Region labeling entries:
------

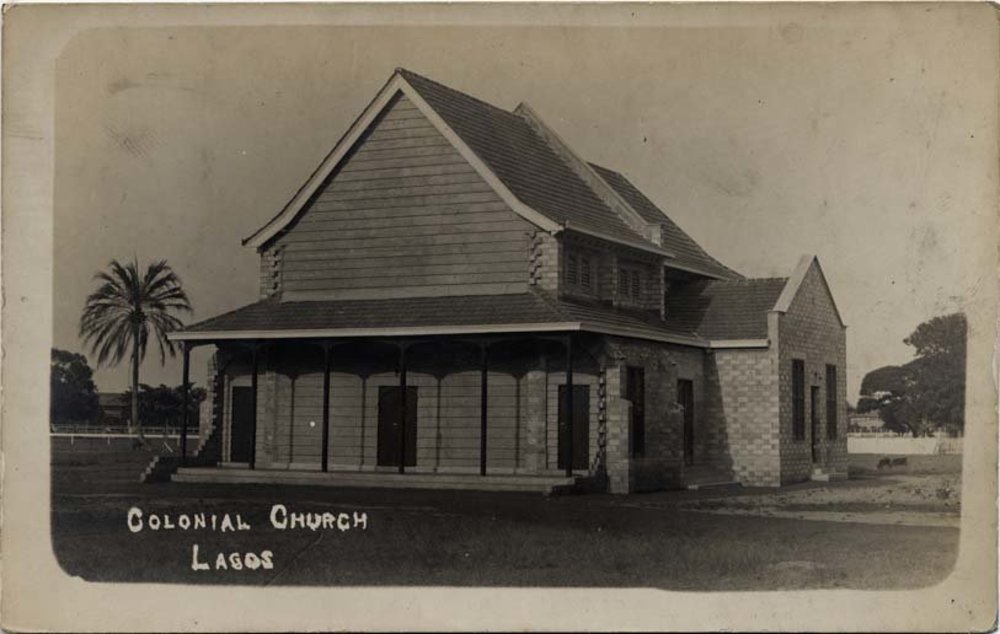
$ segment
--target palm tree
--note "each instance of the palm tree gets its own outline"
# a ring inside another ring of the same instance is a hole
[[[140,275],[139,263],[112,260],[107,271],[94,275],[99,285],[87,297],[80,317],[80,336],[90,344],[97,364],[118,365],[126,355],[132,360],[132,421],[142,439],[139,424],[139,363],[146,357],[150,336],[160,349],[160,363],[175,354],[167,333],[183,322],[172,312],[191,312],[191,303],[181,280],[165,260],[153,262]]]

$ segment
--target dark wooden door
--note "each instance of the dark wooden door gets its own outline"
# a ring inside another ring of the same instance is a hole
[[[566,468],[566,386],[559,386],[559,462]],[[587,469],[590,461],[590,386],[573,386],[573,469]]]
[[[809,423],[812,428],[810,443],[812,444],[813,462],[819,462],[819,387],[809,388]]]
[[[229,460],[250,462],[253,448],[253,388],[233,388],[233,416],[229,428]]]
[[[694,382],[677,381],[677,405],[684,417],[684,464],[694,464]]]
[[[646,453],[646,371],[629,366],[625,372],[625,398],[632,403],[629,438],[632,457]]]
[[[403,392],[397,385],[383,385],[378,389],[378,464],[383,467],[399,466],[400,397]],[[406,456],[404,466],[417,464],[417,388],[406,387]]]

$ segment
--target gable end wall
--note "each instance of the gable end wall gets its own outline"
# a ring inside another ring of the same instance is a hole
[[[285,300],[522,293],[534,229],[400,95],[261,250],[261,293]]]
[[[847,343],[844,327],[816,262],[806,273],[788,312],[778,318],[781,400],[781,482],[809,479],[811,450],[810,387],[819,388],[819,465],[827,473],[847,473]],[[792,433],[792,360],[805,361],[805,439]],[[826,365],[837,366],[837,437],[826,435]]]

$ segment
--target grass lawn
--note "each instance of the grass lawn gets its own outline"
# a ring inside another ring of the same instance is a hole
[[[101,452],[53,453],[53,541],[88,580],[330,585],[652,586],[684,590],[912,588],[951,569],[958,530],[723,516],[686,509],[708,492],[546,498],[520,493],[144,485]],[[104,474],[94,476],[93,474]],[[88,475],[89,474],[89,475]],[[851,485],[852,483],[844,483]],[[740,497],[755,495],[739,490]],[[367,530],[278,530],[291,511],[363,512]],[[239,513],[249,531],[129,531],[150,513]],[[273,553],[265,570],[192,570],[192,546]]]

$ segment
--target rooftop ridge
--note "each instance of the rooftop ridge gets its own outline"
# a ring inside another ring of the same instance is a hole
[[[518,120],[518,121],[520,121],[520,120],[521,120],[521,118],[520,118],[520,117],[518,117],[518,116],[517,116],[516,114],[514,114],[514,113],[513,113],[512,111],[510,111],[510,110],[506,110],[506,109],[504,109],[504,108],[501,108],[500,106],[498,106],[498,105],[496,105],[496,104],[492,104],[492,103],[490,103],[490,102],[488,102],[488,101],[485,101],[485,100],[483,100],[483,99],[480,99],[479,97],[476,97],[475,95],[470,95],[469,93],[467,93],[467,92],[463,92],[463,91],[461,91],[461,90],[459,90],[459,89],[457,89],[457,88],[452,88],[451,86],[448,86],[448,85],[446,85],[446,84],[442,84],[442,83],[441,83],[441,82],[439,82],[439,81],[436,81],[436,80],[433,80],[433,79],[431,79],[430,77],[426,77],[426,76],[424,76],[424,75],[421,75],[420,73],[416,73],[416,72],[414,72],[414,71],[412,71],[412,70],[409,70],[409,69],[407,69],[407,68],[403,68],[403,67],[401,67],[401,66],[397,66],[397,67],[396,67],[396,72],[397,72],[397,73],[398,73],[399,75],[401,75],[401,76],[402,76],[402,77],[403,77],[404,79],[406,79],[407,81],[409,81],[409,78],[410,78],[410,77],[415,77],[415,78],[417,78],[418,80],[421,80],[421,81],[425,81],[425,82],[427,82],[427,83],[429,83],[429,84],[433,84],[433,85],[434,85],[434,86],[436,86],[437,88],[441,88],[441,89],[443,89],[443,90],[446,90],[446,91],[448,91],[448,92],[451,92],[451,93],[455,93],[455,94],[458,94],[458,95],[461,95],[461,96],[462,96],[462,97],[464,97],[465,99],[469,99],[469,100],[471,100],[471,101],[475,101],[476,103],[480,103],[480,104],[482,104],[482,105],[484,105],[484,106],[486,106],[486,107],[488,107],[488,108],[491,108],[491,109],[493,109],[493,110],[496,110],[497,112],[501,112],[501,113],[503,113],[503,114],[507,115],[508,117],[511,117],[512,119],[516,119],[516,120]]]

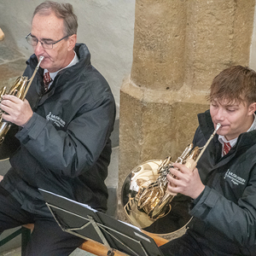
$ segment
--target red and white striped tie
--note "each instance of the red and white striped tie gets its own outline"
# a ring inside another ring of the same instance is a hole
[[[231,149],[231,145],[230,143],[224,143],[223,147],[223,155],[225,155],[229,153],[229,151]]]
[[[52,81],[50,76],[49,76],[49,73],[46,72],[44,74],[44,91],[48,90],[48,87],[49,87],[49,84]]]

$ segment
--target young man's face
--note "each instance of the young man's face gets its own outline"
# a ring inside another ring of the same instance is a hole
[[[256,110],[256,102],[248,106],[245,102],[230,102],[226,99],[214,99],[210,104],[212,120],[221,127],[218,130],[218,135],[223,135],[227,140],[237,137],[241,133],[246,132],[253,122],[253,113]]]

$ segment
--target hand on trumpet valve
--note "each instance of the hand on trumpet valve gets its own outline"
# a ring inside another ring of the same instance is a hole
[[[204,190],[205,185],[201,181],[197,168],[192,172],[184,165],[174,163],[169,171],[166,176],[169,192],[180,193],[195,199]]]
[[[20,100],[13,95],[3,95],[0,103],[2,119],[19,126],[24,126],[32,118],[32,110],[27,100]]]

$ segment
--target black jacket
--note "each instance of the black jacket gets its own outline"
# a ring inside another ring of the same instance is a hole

------

Copy every record above exactly, leaving out the pictures.

CORRECT ANSWER:
$ segment
--target palm tree
--note "each instance of the palm tree gets its own outline"
# a ring inside another ring of the same instance is a hole
[[[140,275],[139,263],[112,260],[107,271],[94,275],[99,285],[87,297],[80,317],[80,336],[90,344],[97,364],[118,365],[126,355],[132,360],[132,421],[142,439],[139,424],[139,363],[146,357],[150,336],[160,349],[160,363],[175,354],[167,333],[183,322],[172,312],[191,312],[191,303],[181,280],[165,260],[153,262]]]

$ segment
--target dark wooden door
--note "each instance of the dark wooden door gets its own outline"
# a ring inside another ring of the same instance is a hole
[[[566,468],[566,386],[559,386],[559,462]],[[587,469],[590,461],[590,386],[573,386],[573,469]]]
[[[809,423],[812,428],[810,443],[812,444],[813,462],[819,462],[819,387],[809,388]]]
[[[229,460],[250,462],[253,448],[253,388],[233,388],[233,416],[229,428]]]
[[[694,382],[677,381],[677,405],[684,417],[684,464],[694,464]]]
[[[646,453],[646,371],[629,366],[625,372],[625,398],[632,403],[629,438],[632,457]]]
[[[403,392],[397,385],[383,385],[378,389],[378,464],[383,467],[399,466],[400,397]],[[406,456],[404,466],[417,464],[417,388],[406,387]]]

$ segment
--target gable end wall
--note "each instance of the gable end wall gets its own outline"
# a ring inside another ring of the same instance is a hole
[[[285,300],[522,293],[534,229],[400,95],[261,250],[261,293]]]
[[[847,343],[844,327],[816,262],[806,273],[788,312],[778,318],[781,400],[781,482],[809,479],[811,450],[810,387],[819,388],[819,465],[827,473],[847,473]],[[792,433],[792,360],[805,361],[805,439]],[[826,365],[837,366],[837,437],[826,435]]]

$ segment
--target grass lawn
--note "each instance of the grass lawn gets its own outline"
# a ring inside another ring of the same instance is a hole
[[[101,452],[53,453],[53,541],[88,580],[330,585],[652,586],[684,590],[912,588],[951,569],[958,530],[723,516],[686,509],[708,492],[546,498],[520,493],[144,485]],[[104,474],[94,476],[93,474]],[[88,475],[89,474],[89,475]],[[851,485],[852,483],[844,483]],[[740,497],[755,495],[739,490]],[[367,530],[278,530],[291,511],[363,512]],[[239,513],[249,531],[129,531],[150,513]],[[273,553],[265,570],[192,570],[192,546]]]

$ segment
--target rooftop ridge
--note "each instance of the rooftop ridge gets its own outline"
# a ring inside another ring of the same instance is a hole
[[[518,120],[518,121],[520,121],[520,120],[521,120],[521,118],[520,118],[520,117],[518,117],[518,116],[517,116],[516,114],[514,114],[514,113],[513,113],[512,111],[510,111],[510,110],[506,110],[506,109],[504,109],[504,108],[501,108],[500,106],[498,106],[498,105],[496,105],[496,104],[492,104],[492,103],[490,103],[490,102],[488,102],[488,101],[485,101],[485,100],[483,100],[483,99],[480,99],[479,97],[476,97],[475,95],[470,95],[469,93],[467,93],[467,92],[463,92],[463,91],[461,91],[461,90],[459,90],[459,89],[457,89],[457,88],[452,88],[451,86],[448,86],[448,85],[446,85],[446,84],[442,84],[442,83],[441,83],[441,82],[439,82],[439,81],[436,81],[436,80],[433,80],[433,79],[431,79],[430,77],[426,77],[426,76],[424,76],[424,75],[421,75],[420,73],[416,73],[416,72],[414,72],[414,71],[412,71],[412,70],[409,70],[409,69],[407,69],[407,68],[403,68],[403,67],[401,67],[401,66],[397,66],[397,67],[396,67],[396,72],[397,72],[397,73],[398,73],[399,75],[401,75],[401,76],[402,76],[402,77],[403,77],[404,79],[406,79],[407,81],[409,81],[409,78],[410,78],[410,77],[415,77],[415,78],[417,78],[418,80],[421,80],[421,81],[425,81],[425,82],[427,82],[427,83],[429,83],[429,84],[433,84],[433,85],[434,85],[434,86],[436,86],[437,88],[441,88],[441,89],[443,89],[443,90],[446,90],[446,91],[448,91],[448,92],[451,92],[451,93],[455,93],[455,94],[458,94],[458,95],[461,95],[461,96],[462,96],[462,97],[464,97],[465,99],[469,99],[469,100],[471,100],[471,101],[475,101],[476,103],[480,103],[480,104],[482,104],[482,105],[484,105],[484,106],[486,106],[486,107],[488,107],[488,108],[491,108],[491,109],[493,109],[493,110],[496,110],[497,112],[501,112],[501,113],[503,113],[503,114],[507,115],[508,117],[511,117],[512,119],[516,119],[516,120]]]

$ segment
--target red and white striped tie
--note "each instance of the red and white striped tie gets its own outline"
# a ring inside another ring of the same instance is a hole
[[[231,149],[231,145],[230,143],[224,143],[223,147],[223,155],[225,155],[229,153],[229,151]]]
[[[52,81],[50,76],[49,76],[49,73],[46,72],[44,74],[44,91],[48,90],[48,87],[49,87],[49,84]]]

$ segment
--target young man's face
--note "each instance of the young man's face gets its own outline"
# a ring inside another ring of the same instance is a hole
[[[256,110],[256,102],[248,106],[245,102],[230,102],[226,99],[214,99],[210,104],[212,120],[221,127],[218,130],[218,135],[223,135],[227,140],[237,137],[241,133],[246,132],[253,122],[253,113]]]

$ segment
--target hand on trumpet valve
--note "each instance of the hand on trumpet valve gets its own outline"
# a ring inside another ring of the same instance is a hole
[[[204,190],[205,185],[201,181],[197,168],[192,172],[184,165],[174,163],[169,171],[166,176],[169,192],[180,193],[195,199]]]
[[[20,100],[13,95],[3,95],[0,103],[2,119],[19,126],[24,126],[32,118],[32,110],[27,100]]]

$ segment
--target black jacket
--note "each instance of the black jacket gets its own outline"
# a ring inside another ring of the same instance is a hole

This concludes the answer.